* _EXERCISE DIRECTIONS_:
Could you restate word for word only the lines below from the one holding "Check that every instance of the person wearing" to the one holding "column 310, row 52", inclusive, and leave out the pictures?

====

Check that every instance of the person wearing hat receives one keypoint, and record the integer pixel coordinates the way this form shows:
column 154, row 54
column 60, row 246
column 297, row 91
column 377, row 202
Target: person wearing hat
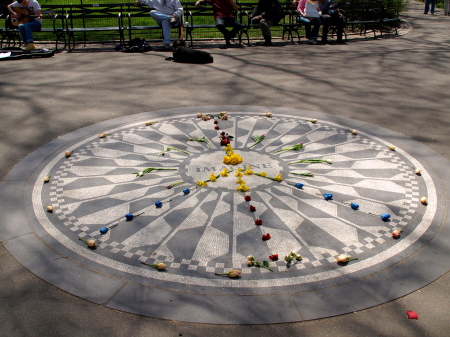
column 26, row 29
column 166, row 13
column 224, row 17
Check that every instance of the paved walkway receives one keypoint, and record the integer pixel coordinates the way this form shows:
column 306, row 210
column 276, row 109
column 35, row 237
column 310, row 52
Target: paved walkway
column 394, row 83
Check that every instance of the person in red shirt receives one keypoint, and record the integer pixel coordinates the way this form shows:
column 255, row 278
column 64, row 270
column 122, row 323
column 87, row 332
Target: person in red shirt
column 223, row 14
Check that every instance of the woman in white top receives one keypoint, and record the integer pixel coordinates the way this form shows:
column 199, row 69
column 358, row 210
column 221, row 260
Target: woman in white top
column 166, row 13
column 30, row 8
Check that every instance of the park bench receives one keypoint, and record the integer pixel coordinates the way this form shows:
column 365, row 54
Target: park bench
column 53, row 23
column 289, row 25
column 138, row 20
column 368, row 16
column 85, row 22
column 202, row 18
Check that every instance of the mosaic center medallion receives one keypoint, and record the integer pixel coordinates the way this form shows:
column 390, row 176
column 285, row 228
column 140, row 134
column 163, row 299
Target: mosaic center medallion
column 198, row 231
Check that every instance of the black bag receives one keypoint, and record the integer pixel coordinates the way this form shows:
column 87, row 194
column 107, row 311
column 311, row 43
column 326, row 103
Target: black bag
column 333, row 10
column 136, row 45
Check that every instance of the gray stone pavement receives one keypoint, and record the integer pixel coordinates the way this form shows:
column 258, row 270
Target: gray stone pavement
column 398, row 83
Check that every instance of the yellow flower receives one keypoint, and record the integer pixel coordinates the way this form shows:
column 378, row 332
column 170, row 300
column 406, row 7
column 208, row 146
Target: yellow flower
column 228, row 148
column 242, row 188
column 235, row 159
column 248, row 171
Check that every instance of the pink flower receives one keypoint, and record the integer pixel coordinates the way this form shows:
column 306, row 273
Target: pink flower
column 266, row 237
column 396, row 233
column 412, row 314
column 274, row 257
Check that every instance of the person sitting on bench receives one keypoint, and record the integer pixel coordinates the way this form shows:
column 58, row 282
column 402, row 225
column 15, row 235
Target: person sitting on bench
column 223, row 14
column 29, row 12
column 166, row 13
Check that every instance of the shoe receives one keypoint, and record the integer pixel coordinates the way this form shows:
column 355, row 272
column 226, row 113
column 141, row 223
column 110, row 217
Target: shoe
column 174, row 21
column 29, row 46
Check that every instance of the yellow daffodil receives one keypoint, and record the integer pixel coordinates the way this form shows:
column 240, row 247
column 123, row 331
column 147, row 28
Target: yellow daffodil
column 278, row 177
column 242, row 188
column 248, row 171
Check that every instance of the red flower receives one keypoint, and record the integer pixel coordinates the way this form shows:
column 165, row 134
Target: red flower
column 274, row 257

====

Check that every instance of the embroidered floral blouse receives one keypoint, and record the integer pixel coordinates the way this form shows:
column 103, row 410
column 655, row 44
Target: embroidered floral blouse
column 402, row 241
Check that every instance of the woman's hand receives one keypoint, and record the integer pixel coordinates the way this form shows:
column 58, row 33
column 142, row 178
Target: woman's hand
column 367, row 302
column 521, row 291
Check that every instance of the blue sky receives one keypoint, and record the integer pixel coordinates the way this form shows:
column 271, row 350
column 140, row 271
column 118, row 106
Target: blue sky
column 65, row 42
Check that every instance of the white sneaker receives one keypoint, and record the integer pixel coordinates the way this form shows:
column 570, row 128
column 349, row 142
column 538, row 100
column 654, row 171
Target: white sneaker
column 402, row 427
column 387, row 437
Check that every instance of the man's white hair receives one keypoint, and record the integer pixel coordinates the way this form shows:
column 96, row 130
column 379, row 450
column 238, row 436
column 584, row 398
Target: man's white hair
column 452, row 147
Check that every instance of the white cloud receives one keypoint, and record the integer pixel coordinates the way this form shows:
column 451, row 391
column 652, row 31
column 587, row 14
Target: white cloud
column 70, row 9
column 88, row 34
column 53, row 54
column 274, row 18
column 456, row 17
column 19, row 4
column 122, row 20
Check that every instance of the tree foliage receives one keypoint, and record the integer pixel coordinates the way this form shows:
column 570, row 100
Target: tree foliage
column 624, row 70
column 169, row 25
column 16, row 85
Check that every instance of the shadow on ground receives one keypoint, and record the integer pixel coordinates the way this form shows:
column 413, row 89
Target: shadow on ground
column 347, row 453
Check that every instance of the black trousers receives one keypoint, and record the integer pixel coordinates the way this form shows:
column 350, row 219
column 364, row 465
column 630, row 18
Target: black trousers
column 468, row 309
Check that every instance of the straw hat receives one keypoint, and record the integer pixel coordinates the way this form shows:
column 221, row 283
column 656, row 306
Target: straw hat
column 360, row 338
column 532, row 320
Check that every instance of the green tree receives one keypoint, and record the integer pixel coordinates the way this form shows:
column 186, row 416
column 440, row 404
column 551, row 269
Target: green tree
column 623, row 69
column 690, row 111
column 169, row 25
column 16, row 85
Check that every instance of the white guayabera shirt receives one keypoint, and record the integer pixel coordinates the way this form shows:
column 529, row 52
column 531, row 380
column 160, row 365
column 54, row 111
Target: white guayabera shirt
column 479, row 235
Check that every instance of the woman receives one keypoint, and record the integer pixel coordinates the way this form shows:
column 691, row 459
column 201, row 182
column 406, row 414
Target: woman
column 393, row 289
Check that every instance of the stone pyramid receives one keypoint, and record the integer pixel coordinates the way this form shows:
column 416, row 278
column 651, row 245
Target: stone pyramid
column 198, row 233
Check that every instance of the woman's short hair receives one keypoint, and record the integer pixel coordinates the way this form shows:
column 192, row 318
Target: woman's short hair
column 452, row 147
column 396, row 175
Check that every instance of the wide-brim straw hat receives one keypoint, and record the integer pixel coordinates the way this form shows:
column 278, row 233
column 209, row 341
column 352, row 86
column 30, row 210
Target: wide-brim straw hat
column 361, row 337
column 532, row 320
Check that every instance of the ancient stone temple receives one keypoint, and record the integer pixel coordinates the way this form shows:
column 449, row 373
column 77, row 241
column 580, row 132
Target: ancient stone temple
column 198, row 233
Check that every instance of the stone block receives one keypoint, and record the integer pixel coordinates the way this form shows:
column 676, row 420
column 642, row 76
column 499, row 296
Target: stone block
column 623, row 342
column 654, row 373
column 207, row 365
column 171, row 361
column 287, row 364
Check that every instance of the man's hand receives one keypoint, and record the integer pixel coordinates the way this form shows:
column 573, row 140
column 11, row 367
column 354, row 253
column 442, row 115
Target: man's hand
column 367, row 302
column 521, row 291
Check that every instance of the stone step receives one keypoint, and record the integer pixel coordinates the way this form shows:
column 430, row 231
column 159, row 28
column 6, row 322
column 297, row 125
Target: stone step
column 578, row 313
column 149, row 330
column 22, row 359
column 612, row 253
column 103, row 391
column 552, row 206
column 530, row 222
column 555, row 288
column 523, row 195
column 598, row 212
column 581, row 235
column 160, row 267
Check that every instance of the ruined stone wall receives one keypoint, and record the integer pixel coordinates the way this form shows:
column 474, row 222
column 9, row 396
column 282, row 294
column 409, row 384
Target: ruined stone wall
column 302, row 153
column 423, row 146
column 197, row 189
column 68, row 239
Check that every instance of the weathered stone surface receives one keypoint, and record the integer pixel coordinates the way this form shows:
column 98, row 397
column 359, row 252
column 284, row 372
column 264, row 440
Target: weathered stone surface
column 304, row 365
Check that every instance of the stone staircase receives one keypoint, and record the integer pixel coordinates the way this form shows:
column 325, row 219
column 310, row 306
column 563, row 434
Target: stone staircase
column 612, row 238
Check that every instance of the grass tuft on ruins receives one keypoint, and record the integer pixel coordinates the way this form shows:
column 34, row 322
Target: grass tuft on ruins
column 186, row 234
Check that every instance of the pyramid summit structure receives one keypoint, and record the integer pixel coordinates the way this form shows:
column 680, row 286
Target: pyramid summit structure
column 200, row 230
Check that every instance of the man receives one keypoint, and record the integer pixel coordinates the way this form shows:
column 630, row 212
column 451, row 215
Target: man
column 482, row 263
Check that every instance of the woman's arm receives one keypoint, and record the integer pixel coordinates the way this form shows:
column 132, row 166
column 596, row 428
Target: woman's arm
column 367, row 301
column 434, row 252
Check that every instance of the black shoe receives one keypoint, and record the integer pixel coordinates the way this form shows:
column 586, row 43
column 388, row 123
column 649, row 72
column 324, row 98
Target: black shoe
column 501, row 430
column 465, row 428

====

* _TASK ANSWER_:
Check that every instance of the person wearing hat receives one keypoint, and record the integer pixel coordinates the way this form shows:
column 154, row 54
column 60, row 246
column 297, row 91
column 377, row 202
Target: person wearing hat
column 26, row 29
column 166, row 13
column 224, row 17
Check that every instance of the paved walkway receives one keypoint, and record the integer pixel coordinates the way this form shows:
column 306, row 210
column 276, row 109
column 35, row 237
column 310, row 52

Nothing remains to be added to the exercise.